=== DATA FOR PROCESSING ===
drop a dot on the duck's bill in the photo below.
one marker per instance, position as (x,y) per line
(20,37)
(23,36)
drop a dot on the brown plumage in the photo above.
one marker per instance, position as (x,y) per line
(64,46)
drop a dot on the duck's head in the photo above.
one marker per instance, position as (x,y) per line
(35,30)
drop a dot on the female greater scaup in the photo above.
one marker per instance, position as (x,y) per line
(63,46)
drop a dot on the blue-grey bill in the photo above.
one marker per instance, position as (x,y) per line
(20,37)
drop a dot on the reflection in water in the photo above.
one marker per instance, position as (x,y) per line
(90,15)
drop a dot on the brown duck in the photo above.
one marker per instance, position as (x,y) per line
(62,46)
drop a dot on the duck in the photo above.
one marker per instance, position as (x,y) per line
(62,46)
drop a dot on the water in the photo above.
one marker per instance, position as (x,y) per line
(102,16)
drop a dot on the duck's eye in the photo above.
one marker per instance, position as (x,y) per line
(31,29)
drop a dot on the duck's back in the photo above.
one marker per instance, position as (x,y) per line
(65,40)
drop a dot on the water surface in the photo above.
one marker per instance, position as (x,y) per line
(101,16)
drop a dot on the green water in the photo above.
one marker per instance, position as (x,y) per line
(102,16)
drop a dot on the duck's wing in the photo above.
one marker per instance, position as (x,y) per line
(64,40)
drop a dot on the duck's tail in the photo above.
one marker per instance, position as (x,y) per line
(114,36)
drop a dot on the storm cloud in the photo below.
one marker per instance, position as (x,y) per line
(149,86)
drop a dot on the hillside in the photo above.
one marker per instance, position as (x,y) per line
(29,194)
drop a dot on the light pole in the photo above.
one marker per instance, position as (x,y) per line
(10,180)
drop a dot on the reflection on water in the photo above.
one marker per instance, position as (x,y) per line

=== WHAT IS BEING ASKED ===
Output the whole listing again, keeping every line identical.

=== WRITTEN SOLUTION ===
drop a dot on the duck's bill in the photo below.
one marker per instance, position as (x,y) per line
(20,37)
(23,36)
drop a dot on the brown plumage in the photo above.
one marker per instance, position as (x,y) per line
(64,46)
drop a dot on the duck's head in the photo above.
one marker per instance, position as (x,y) per line
(35,30)
drop a dot on the female greater scaup in the photo above.
one marker per instance, position as (x,y) per line
(63,46)
drop a dot on the blue-grey bill in the photo above.
one marker per instance, position as (x,y) per line
(20,37)
drop a dot on the reflection in water in the photo above.
one marker per instance, position as (x,y) per line
(90,15)
drop a dot on the brown duck in the photo above.
one marker per instance, position as (x,y) per line
(62,46)
drop a dot on the duck in the photo above.
one marker per instance, position as (x,y) per line
(62,46)
drop a dot on the water in the photo above.
one marker per instance, position as (x,y) per line
(102,16)
drop a dot on the duck's eye in the photo above.
one marker per instance, position as (x,y) per line
(31,29)
drop a dot on the duck's back in the photo above.
one marker per instance, position as (x,y) per line
(65,40)
drop a dot on the water surface in the photo above.
one marker per instance, position as (x,y) per line
(101,16)
drop a dot on the green water in the photo above.
one marker per instance, position as (x,y) per line
(102,16)
drop a dot on the duck's wing in the photo above.
one marker per instance, position as (x,y) per line
(64,40)
drop a dot on the duck's tail in the photo above.
one marker per instance, position as (x,y) per line
(114,36)
drop a dot on the storm cloud in the photo below.
one marker per instance, position as (x,y) per line
(149,86)
drop a dot on the hillside in the photo above.
one marker per instance, position as (x,y) per line
(29,194)
drop a dot on the light pole in the photo above.
one marker per instance, position as (x,y) per line
(10,180)
drop a dot on the reflection on water in the photo above.
one marker per instance, position as (x,y) per line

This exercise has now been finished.